# Help Please!



## john65002 (Dec 30, 2012)

Hi all! I hope I'm posting this in the correct topic. Recently, I inherited a Green Bay Packers HO Bachmann train set. This was my grandfather's but sadly he passed in January. This set was sold at $250?? Something like that. It came with Spectrum transformer and 16 piece track, but back to the issue. In this set is what I call "helper". It's the generators that help a train. I took the shell off and there is the cast and engine mount. I started looking even more and noticed that gears are in the trucks. I don't have motors and I don't have much knowledge in this area. My only questions are, What parts would be needed to make this unit operational? What would it cost? Would anyone be willing to do it for me? If anyone knows how to do this, I would be more then happy to pay you to do it. This was my grandfathers and I would like to get everything working right, and display it. I don't know if my pictures have enough detail but you get the gist.


----------



## NIMT (Jan 6, 2011)

I could do it for you. But here is another option for you. Just buy another powered unit and swap shells. It would be the cheapest and quickest option.


----------



## john65002 (Dec 30, 2012)

I could do that, but I just want to keep all original. How much would you do it for?


----------



## NIMT (Jan 6, 2011)

I'll PM you.


----------

Named object pointing listing:
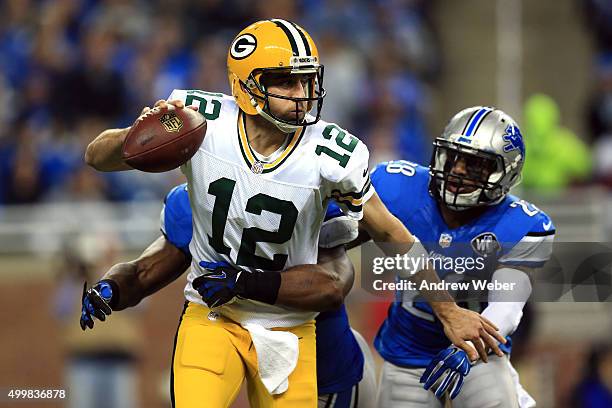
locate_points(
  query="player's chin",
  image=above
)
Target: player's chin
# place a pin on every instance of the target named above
(451, 188)
(294, 116)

Short task: Repeat the forum thread about the inherited Bachmann train set word for word, from its title through the final reply. The listing is not needed here.

Result of the exercise:
# Help Please!



## john65002 (Dec 30, 2012)

Hi all! I hope I'm posting this in the correct topic. Recently, I inherited a Green Bay Packers HO Bachmann train set. This was my grandfather's but sadly he passed in January. This set was sold at $250?? Something like that. It came with Spectrum transformer and 16 piece track, but back to the issue. In this set is what I call "helper". It's the generators that help a train. I took the shell off and there is the cast and engine mount. I started looking even more and noticed that gears are in the trucks. I don't have motors and I don't have much knowledge in this area. My only questions are, What parts would be needed to make this unit operational? What would it cost? Would anyone be willing to do it for me? If anyone knows how to do this, I would be more then happy to pay you to do it. This was my grandfathers and I would like to get everything working right, and display it. I don't know if my pictures have enough detail but you get the gist.


----------



## NIMT (Jan 6, 2011)

I could do it for you. But here is another option for you. Just buy another powered unit and swap shells. It would be the cheapest and quickest option.


----------



## john65002 (Dec 30, 2012)

I could do that, but I just want to keep all original. How much would you do it for?


----------



## NIMT (Jan 6, 2011)

I'll PM you.


----------